Верните дословно фрагмент из текста документа, начиная со слов «Спустя три года, то» и заканчивая словами «воле живосущей Мики?».

#### ТЕКСТ ДОКУМЕНТА
----------
Разумеется, я выпил лурдской воды и совершил омовение в лурдском источнике. Только через пять дней я возвратился в Невер, предварительно убедившись в том, что мальчик, который начал ходить, прошел медицинское обследование в местной больнице, где специально для таких случаев была создана врачебная комиссия, и обследование показало, что он действительно совершенно здоров.
Спустя три года, то есть летом 1962 года, я, вместе с Сёхэем Оокой[33]по приглашению Союза советских писателей посетил Советский Союз, и многое из того, что я там увидел, оказалось для меня совершенно неожиданным. Возможно, это тоже произошло по воле живосущей Мики?
----------
#### Собранные данные
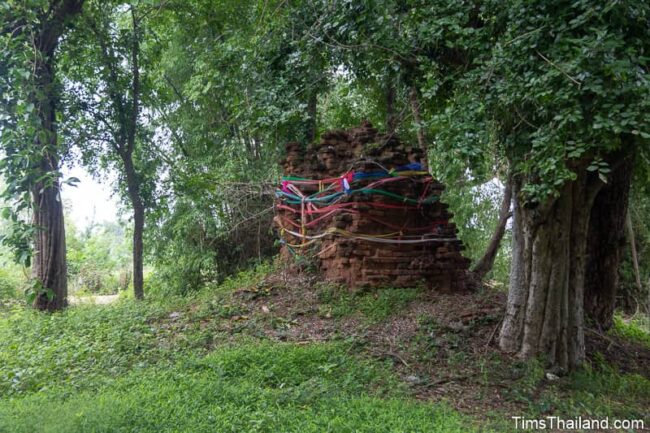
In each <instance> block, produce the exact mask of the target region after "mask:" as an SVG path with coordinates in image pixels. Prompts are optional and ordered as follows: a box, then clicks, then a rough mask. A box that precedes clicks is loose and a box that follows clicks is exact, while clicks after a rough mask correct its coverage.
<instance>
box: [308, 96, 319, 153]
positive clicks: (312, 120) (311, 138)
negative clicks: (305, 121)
mask: <svg viewBox="0 0 650 433" xmlns="http://www.w3.org/2000/svg"><path fill="white" fill-rule="evenodd" d="M317 109H318V94H317V93H316V91H315V90H313V91H312V92H311V93H310V95H309V101H307V114H308V115H309V119H308V120H307V130H306V136H307V137H306V138H307V143H313V142H314V141H315V140H316V116H317V114H318V113H317Z"/></svg>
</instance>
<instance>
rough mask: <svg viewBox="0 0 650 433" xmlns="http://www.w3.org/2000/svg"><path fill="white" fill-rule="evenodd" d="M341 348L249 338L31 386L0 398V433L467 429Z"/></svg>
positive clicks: (461, 421) (426, 429) (384, 373)
mask: <svg viewBox="0 0 650 433" xmlns="http://www.w3.org/2000/svg"><path fill="white" fill-rule="evenodd" d="M344 349H345V348H344V347H342V346H339V345H331V344H320V345H313V346H310V347H299V346H296V345H288V344H270V343H255V342H249V343H245V344H241V345H237V346H234V347H224V348H222V349H220V350H218V351H215V352H213V353H211V354H209V355H207V356H205V357H202V358H184V359H182V360H179V361H178V362H177V363H175V364H174V365H172V366H165V367H164V368H161V366H157V367H148V368H145V369H141V370H136V371H135V372H133V373H130V374H126V375H124V376H122V377H119V378H117V379H116V380H115V381H113V382H112V383H110V384H109V385H107V386H105V387H102V388H101V389H100V390H99V391H92V392H91V391H86V392H82V393H79V394H73V395H69V396H66V395H65V394H64V393H62V392H61V391H47V392H38V393H34V394H30V395H27V396H24V397H21V398H18V399H13V400H9V401H8V402H3V404H2V405H0V431H7V432H30V433H31V432H84V433H88V432H122V431H124V432H126V431H138V432H139V431H143V432H148V431H152V432H154V431H155V432H197V433H198V432H214V431H219V432H277V431H286V432H327V431H331V432H347V431H349V432H393V431H412V432H436V431H440V432H462V431H467V430H466V429H465V428H464V425H465V424H466V423H465V422H464V420H463V417H462V416H460V415H459V414H458V413H457V412H455V411H453V410H451V409H450V408H449V407H447V406H446V405H441V404H439V405H432V404H424V403H418V402H415V401H410V400H407V399H405V398H403V397H401V396H400V392H399V387H398V386H396V385H397V384H396V383H395V380H394V378H392V377H391V375H390V373H388V372H387V370H386V369H385V368H382V367H381V366H372V365H369V364H367V363H366V362H362V361H358V360H355V359H354V358H353V357H350V356H348V355H346V354H345V350H344ZM393 386H395V389H393ZM384 394H386V395H384Z"/></svg>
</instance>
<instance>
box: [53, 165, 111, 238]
mask: <svg viewBox="0 0 650 433" xmlns="http://www.w3.org/2000/svg"><path fill="white" fill-rule="evenodd" d="M62 171H63V179H62V180H65V179H68V178H70V177H76V178H77V179H79V181H80V182H78V183H77V186H76V187H72V186H70V185H65V184H64V185H62V189H61V196H62V197H63V202H64V203H66V204H67V203H69V204H70V206H71V208H70V209H69V210H68V217H69V218H72V221H73V222H74V224H75V226H77V228H79V229H81V230H83V229H85V228H87V227H88V226H89V225H91V224H93V223H102V222H115V221H118V200H117V199H116V198H114V197H111V194H112V191H113V189H114V188H113V185H114V182H116V179H115V178H114V176H111V175H108V176H106V179H103V180H102V181H101V183H100V182H99V181H97V180H96V179H93V177H92V176H91V175H90V173H88V172H87V171H86V170H84V169H83V168H82V167H73V168H71V169H70V168H65V169H63V170H62Z"/></svg>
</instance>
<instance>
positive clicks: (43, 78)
mask: <svg viewBox="0 0 650 433" xmlns="http://www.w3.org/2000/svg"><path fill="white" fill-rule="evenodd" d="M82 4H83V0H64V1H52V2H51V3H50V5H49V7H50V10H51V12H52V13H51V14H49V19H48V20H46V21H44V22H43V23H42V27H41V29H40V33H39V34H38V37H37V40H36V47H35V48H36V50H38V51H39V52H40V55H37V56H35V59H36V64H35V65H34V72H35V81H36V84H37V86H38V88H39V90H40V91H41V93H40V94H36V95H34V96H33V98H34V102H35V103H34V105H35V106H36V107H37V109H38V115H39V118H40V127H41V131H42V132H43V134H40V135H39V137H38V138H37V140H36V143H35V145H36V146H37V148H38V149H42V156H41V161H40V162H39V163H38V167H39V171H41V173H43V174H50V175H51V176H48V178H46V179H44V180H40V181H38V182H36V184H35V185H33V186H32V188H31V199H32V201H33V205H34V206H33V217H32V222H33V224H34V226H35V227H36V228H37V231H36V233H35V235H34V260H33V264H32V277H33V278H34V279H35V280H36V281H37V282H38V284H39V285H40V287H39V290H38V292H37V296H36V298H35V299H34V303H33V306H34V308H36V309H39V310H46V311H54V310H58V309H61V308H63V307H65V306H66V304H67V299H66V298H67V296H68V282H67V265H66V245H65V227H64V224H63V204H62V202H61V196H60V183H59V178H58V170H59V149H58V142H57V128H56V110H57V103H58V97H57V94H56V91H55V84H56V82H55V81H56V80H55V75H54V53H55V51H56V47H57V46H58V43H59V40H60V38H61V35H62V34H63V30H64V27H65V24H66V22H67V20H68V19H69V18H70V17H72V16H74V15H76V14H78V13H79V12H80V11H81V7H82Z"/></svg>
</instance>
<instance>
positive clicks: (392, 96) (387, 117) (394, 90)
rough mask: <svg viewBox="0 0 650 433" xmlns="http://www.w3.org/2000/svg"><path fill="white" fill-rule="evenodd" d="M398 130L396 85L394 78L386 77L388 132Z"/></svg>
mask: <svg viewBox="0 0 650 433" xmlns="http://www.w3.org/2000/svg"><path fill="white" fill-rule="evenodd" d="M396 130H397V115H396V114H395V86H394V85H393V82H392V78H391V77H388V78H387V79H386V133H387V134H389V135H392V134H395V131H396Z"/></svg>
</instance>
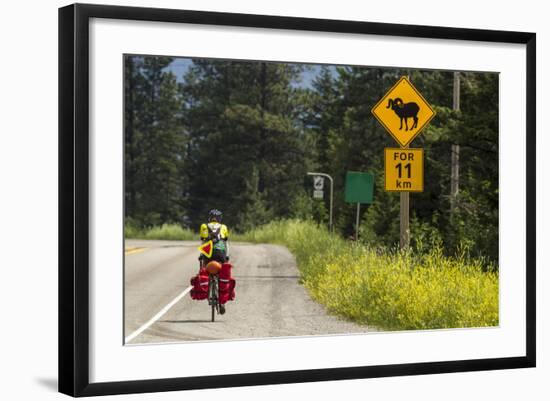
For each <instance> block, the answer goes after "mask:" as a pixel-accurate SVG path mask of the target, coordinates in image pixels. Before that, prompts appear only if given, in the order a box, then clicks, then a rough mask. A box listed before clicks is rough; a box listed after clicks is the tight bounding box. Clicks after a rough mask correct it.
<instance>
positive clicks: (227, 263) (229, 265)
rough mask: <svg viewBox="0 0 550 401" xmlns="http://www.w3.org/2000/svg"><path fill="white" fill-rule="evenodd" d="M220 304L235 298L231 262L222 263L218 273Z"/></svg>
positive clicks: (234, 285) (234, 279)
mask: <svg viewBox="0 0 550 401" xmlns="http://www.w3.org/2000/svg"><path fill="white" fill-rule="evenodd" d="M219 285H220V287H219V288H220V294H219V301H220V304H225V303H226V302H227V301H233V300H234V299H235V279H234V278H232V277H231V263H223V264H222V269H221V270H220V273H219Z"/></svg>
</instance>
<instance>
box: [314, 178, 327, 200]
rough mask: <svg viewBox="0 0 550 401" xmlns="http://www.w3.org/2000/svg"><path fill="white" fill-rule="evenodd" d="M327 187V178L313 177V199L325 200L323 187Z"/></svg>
mask: <svg viewBox="0 0 550 401" xmlns="http://www.w3.org/2000/svg"><path fill="white" fill-rule="evenodd" d="M324 186H325V178H324V177H323V176H320V175H316V176H313V198H315V199H323V195H324V193H323V187H324Z"/></svg>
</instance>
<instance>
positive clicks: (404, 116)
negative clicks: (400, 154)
mask: <svg viewBox="0 0 550 401" xmlns="http://www.w3.org/2000/svg"><path fill="white" fill-rule="evenodd" d="M372 114H374V116H375V117H376V119H377V120H378V121H380V124H382V125H383V126H384V128H386V130H387V131H388V132H389V133H390V134H391V136H393V137H394V139H395V140H396V141H397V143H399V144H400V145H401V146H402V147H407V146H408V145H409V143H411V141H412V140H413V139H414V138H416V136H417V135H418V134H419V133H420V131H422V129H423V128H424V127H426V125H427V124H428V123H429V122H430V120H431V119H432V118H433V117H434V116H435V111H434V110H433V109H432V108H431V106H430V105H429V104H428V102H427V101H426V99H424V98H423V97H422V95H421V94H420V92H418V91H417V90H416V88H415V87H414V86H413V85H412V84H411V83H410V81H409V80H408V79H407V77H401V79H400V80H399V81H397V83H396V84H395V85H394V86H393V87H392V88H391V89H390V90H389V91H388V93H386V94H385V95H384V97H382V99H380V101H379V102H378V103H376V105H375V106H374V107H373V108H372Z"/></svg>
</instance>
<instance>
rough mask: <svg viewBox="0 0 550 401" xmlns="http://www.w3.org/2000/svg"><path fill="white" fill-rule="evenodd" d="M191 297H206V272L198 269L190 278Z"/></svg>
mask: <svg viewBox="0 0 550 401" xmlns="http://www.w3.org/2000/svg"><path fill="white" fill-rule="evenodd" d="M191 285H192V286H193V288H192V289H191V298H192V299H196V300H201V299H206V298H208V273H207V272H206V270H205V269H202V268H201V269H200V271H199V274H197V275H196V276H195V277H193V278H191Z"/></svg>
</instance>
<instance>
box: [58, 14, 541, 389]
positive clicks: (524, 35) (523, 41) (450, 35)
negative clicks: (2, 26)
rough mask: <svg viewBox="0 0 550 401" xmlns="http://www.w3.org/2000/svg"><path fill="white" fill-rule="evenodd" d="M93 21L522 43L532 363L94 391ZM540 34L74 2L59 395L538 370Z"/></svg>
----------
#### ПИСЬМЕННЫЙ ОТВЕТ
Спустя три года, то есть летом 1962 года, я, вместе с Сёхэем Оокой[33]по приглашению Союза советских писателей посетил Советский Союз, и многое из того, что я там увидел, оказалось для меня совершенно неожиданным. Возможно, это тоже произошло по воле живосущей Мики?